§ EXCERPT
• • • •

She said: "Nothing can compare to the death of a child. We have been left devastated by Kessie's death and it is impossible to imagine how we will ever move on from what has happened."

A narrative verdict was recorded at an inquest last November saying she died from cardiac arrest and sepsis.

Marie added: There is every reason to believe that if Kessie had been kept in hospital for observations overnight she would still be with us today. Her condition would have been monitored, and the medical staff would have been on hand to treat the sepsis much sooner.

"We want the Dartford and Gravesham NHS Trust to share the lessons that they have learnt from their investigations with all Trust's across the country so that no one need suffer the way we have in the future."

Rebecca Brunton at Simpson Millar, said: "To have lost Kessie under such difficult circumstances has, understandably, left the family devastated.

"Since her death in 2017 they have been desperate for answers as to whether more could, and should, have been done to save their daughter - and an internal investigation carried out by the Trust has identified a number of failings.

• • • •

§ LISTED ENTRIES
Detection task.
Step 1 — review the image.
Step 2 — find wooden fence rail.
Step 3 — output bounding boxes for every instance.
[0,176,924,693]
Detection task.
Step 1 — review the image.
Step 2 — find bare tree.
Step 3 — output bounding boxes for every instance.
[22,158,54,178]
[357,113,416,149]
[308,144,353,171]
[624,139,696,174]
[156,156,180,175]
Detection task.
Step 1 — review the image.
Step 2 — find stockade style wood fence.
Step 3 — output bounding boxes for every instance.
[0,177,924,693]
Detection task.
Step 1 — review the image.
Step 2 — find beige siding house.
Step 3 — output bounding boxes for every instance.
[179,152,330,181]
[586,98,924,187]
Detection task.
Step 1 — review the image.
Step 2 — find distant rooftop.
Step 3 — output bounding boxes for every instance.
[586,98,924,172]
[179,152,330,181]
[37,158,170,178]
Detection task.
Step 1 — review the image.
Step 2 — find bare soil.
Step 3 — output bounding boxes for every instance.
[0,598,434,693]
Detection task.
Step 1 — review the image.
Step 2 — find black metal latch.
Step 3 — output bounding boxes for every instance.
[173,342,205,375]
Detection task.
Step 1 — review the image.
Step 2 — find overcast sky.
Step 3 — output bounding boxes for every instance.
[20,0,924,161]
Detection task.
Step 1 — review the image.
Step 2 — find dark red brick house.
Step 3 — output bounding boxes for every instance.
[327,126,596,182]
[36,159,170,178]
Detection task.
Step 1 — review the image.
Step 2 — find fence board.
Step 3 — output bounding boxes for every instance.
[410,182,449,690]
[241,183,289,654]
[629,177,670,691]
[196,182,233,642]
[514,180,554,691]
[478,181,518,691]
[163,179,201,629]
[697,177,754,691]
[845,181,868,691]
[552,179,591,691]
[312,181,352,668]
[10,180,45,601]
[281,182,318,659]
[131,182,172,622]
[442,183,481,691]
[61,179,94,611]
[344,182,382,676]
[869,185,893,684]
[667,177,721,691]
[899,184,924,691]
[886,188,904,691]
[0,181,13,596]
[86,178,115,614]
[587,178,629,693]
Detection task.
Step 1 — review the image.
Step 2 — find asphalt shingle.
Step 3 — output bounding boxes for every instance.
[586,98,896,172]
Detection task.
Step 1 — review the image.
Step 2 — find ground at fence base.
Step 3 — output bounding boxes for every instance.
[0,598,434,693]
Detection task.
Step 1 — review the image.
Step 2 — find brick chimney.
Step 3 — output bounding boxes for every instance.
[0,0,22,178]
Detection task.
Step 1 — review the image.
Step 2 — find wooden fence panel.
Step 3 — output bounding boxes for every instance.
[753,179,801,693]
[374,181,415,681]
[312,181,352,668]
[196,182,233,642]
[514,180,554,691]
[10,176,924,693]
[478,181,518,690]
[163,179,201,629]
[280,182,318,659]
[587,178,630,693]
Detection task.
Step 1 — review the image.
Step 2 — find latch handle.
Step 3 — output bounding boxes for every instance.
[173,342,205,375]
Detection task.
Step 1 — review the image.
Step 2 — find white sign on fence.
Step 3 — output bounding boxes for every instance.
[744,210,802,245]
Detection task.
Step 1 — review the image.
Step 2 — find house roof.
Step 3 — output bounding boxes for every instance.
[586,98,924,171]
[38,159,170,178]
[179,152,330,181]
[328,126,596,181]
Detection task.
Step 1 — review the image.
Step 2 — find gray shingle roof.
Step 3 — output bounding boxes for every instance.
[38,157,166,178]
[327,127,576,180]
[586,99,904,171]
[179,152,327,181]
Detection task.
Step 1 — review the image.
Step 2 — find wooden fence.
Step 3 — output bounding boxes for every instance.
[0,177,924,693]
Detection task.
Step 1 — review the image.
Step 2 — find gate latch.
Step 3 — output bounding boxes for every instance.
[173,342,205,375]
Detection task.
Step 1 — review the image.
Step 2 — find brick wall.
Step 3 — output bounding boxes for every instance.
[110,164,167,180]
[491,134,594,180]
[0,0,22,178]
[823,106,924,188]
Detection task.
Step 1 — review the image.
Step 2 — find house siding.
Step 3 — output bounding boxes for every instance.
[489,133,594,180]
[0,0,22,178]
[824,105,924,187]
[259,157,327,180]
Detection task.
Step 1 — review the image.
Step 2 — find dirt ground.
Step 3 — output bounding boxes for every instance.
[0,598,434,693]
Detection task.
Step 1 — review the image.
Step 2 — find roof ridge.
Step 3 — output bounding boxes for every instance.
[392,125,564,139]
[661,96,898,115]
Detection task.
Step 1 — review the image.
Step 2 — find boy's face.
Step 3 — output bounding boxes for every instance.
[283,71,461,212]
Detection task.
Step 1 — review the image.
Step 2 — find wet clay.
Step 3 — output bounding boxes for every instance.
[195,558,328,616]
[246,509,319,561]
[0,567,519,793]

• • • •

§ REQUIREMENT 1
From the excerpt about Kessie's death, extract the passage starting at "Marie added: There" and ending at "sepsis much sooner.".
§ REQUIREMENT 2
Answer these questions using the excerpt about Kessie's death:
(a) What did the narrative verdict recorded at the inquest say Kessie died from?
(b) Which NHS Trust is asked to share its lessons with Trusts across the country?
(c) In what year did Kessie die?

§ RESPONSE AREA 1
Marie added: There is every reason to believe that if Kessie had been kept in hospital for observations overnight she would still be with us today. Her condition would have been monitored, and the medical staff would have been on hand to treat the sepsis much sooner.

§ RESPONSE AREA 2
(a) Cardiac arrest and sepsis.
(b) The Dartford and Gravesham NHS Trust.
(c) 2017.